> Task to carry out:
Count the lines in the records below that contain the string "lake", treating uppercase and lowercase as different, and reply with that number only.
* start *
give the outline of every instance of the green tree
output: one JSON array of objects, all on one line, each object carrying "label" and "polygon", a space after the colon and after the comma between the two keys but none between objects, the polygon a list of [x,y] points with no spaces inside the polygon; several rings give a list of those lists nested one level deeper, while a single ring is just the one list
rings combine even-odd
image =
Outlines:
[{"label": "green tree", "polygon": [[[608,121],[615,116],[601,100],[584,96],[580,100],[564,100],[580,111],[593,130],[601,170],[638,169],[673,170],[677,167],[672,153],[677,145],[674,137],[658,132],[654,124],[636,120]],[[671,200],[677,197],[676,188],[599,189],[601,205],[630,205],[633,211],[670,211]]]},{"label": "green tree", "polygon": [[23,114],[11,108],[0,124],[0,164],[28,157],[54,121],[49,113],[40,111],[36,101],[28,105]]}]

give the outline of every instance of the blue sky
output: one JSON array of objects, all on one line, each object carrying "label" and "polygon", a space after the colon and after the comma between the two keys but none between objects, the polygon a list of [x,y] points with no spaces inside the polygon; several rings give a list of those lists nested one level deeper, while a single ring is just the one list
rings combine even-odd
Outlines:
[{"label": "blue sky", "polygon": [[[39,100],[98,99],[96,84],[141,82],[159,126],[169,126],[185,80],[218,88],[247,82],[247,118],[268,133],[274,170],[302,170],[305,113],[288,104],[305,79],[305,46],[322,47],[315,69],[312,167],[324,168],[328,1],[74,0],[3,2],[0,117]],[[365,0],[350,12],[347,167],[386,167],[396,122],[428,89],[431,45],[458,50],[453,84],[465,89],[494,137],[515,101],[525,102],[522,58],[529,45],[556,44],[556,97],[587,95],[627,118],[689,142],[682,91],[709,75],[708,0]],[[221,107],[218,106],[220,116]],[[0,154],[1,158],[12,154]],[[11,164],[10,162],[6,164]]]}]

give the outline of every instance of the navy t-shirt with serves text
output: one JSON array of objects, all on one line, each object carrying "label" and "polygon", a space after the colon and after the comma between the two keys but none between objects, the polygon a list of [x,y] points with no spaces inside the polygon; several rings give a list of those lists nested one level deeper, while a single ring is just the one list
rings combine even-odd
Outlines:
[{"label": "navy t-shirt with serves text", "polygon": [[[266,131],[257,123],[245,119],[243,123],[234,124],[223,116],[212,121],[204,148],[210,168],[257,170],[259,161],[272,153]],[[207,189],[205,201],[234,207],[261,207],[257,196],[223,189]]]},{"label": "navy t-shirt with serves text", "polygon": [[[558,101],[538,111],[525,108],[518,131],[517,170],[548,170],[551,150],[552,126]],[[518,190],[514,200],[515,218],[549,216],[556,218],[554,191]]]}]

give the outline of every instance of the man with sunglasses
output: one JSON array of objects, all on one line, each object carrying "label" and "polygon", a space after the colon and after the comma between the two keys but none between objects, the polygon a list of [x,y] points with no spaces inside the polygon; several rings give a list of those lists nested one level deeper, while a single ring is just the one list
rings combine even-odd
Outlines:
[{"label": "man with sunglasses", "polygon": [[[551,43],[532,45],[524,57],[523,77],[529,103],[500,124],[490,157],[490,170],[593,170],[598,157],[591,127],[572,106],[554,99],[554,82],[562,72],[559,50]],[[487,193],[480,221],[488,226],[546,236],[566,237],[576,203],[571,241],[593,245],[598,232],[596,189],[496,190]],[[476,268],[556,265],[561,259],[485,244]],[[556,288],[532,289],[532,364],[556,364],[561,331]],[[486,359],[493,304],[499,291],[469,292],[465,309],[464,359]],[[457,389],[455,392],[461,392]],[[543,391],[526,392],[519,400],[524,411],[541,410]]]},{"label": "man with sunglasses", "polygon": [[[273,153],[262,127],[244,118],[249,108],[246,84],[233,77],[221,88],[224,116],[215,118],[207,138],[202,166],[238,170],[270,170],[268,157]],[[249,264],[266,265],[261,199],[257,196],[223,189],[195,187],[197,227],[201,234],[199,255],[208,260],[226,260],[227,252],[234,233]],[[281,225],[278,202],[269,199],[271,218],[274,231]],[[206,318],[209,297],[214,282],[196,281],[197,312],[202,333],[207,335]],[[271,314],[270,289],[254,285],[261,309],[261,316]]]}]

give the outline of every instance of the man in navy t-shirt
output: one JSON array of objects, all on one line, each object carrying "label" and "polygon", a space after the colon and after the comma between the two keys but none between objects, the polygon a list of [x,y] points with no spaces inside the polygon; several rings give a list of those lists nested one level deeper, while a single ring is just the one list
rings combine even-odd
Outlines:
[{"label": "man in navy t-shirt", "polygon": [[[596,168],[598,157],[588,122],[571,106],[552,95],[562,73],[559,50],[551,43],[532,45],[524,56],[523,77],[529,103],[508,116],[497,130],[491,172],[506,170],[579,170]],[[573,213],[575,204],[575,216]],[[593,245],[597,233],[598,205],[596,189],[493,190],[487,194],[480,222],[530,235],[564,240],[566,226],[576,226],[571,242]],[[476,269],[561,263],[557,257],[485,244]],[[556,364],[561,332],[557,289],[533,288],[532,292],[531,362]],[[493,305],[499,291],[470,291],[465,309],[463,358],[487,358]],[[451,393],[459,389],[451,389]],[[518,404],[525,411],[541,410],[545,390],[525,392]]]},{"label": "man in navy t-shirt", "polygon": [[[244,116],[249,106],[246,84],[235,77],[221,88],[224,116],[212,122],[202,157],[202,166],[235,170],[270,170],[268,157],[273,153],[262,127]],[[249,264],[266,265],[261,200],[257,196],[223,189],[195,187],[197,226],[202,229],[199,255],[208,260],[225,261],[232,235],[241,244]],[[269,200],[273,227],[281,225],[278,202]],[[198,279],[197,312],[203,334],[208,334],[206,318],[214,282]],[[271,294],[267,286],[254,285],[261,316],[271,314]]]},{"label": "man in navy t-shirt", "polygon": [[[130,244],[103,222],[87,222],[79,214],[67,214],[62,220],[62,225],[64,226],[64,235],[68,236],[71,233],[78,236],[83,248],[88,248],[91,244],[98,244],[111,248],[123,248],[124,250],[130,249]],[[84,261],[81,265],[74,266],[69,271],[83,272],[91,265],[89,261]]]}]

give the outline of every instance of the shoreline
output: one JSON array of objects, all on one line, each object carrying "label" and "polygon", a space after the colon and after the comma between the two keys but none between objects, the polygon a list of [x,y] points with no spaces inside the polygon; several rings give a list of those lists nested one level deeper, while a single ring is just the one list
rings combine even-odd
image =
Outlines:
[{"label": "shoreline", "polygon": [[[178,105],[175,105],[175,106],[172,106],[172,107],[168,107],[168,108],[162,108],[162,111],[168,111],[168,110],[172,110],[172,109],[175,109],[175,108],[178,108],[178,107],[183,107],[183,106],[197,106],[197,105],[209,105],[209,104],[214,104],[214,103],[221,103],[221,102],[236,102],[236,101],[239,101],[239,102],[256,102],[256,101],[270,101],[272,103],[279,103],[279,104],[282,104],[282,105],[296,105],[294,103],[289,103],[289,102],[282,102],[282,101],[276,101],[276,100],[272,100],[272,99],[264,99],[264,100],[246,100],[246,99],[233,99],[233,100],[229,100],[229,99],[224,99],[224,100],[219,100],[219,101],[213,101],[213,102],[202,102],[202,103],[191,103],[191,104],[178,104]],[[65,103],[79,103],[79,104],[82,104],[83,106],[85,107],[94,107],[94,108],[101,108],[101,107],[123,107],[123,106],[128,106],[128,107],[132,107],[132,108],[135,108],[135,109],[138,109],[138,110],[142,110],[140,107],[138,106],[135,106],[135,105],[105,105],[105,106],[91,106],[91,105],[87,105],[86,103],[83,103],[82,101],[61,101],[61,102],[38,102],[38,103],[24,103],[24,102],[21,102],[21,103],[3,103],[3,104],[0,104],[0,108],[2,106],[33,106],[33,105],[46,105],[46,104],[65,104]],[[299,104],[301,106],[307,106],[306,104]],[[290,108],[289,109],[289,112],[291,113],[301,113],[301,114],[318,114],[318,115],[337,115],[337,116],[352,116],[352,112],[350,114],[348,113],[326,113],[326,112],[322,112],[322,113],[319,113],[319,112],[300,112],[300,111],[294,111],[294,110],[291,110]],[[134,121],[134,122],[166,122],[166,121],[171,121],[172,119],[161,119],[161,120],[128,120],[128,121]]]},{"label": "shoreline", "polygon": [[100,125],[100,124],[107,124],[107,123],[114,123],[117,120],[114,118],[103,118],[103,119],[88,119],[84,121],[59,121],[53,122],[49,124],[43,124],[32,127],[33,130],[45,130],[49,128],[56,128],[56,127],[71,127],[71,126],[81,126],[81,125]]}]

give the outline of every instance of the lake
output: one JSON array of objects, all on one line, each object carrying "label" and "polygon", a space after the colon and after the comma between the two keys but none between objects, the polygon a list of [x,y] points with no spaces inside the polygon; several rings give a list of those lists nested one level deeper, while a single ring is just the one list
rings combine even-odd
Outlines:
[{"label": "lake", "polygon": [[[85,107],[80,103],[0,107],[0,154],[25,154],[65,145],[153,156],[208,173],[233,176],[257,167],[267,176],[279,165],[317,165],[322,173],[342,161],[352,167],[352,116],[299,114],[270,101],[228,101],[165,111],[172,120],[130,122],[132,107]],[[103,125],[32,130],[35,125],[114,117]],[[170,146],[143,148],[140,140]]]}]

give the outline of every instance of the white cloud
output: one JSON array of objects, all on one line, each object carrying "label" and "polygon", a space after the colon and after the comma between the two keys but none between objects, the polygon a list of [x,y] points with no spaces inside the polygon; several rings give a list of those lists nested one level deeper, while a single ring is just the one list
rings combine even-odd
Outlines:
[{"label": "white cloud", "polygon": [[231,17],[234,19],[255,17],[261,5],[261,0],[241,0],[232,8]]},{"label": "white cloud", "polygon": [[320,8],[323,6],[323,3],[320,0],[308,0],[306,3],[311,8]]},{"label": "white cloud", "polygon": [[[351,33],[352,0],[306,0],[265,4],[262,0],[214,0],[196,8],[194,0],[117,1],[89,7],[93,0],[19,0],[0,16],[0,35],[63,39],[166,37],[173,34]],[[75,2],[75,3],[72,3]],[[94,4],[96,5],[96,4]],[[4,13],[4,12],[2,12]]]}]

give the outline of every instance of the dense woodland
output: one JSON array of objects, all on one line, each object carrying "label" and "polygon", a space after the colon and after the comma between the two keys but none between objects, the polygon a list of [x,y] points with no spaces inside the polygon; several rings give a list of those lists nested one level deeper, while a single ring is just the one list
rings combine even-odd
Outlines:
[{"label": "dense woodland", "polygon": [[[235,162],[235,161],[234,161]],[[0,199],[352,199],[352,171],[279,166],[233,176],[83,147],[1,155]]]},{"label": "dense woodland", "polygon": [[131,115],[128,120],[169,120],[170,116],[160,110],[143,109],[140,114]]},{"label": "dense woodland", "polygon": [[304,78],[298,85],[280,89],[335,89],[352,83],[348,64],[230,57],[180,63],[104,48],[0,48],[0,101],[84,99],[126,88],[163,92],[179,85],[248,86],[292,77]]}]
* end *
* start *
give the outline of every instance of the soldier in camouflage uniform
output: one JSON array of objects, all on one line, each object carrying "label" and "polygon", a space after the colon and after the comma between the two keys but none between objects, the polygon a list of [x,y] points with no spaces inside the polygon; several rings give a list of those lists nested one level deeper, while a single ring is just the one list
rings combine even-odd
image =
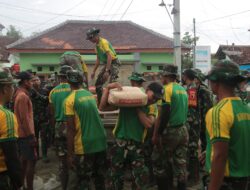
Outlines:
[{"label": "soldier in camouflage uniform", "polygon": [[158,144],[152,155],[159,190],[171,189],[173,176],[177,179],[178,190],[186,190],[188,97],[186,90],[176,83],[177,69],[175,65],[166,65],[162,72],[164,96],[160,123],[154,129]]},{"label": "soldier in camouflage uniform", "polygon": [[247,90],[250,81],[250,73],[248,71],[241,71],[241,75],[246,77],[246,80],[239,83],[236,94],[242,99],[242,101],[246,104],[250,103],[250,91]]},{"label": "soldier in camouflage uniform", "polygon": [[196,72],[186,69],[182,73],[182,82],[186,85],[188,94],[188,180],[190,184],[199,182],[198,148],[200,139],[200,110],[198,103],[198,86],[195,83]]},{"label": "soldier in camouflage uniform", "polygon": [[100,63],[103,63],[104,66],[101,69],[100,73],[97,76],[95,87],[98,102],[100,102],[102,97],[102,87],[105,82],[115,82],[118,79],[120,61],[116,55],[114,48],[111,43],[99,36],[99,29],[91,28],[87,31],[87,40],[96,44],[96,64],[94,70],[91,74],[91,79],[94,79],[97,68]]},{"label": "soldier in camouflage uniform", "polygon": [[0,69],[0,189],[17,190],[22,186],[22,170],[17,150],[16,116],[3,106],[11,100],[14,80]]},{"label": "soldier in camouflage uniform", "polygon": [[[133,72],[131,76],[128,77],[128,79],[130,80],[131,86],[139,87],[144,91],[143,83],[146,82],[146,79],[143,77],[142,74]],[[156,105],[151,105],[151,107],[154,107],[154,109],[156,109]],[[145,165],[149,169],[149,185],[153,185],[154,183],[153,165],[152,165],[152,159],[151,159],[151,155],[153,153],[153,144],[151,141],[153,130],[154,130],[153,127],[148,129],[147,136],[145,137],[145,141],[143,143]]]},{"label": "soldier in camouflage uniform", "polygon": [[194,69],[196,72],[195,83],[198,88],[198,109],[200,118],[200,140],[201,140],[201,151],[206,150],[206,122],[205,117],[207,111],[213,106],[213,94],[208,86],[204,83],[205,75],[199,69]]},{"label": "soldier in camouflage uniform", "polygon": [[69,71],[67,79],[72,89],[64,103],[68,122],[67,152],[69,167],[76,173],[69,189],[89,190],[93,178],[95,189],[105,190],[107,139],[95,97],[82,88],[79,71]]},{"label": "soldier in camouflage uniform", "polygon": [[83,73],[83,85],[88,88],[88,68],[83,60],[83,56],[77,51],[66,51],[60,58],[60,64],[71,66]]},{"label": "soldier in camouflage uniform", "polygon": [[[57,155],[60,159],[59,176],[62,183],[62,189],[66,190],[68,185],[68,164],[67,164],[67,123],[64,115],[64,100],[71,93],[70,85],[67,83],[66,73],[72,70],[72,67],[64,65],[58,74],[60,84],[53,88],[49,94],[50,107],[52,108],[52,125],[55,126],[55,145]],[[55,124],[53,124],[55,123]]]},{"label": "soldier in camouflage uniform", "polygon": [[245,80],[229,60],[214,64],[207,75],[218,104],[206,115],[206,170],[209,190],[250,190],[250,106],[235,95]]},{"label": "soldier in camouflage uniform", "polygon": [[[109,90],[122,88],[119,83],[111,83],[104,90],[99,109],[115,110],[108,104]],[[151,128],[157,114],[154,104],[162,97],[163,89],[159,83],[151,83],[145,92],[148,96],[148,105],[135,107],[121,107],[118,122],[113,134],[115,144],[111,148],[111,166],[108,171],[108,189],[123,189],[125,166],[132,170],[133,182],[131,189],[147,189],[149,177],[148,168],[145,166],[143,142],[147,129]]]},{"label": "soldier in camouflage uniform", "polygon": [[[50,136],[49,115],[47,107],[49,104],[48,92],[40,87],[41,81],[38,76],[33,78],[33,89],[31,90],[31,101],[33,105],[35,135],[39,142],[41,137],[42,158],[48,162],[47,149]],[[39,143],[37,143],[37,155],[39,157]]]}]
* end *
> In response:
2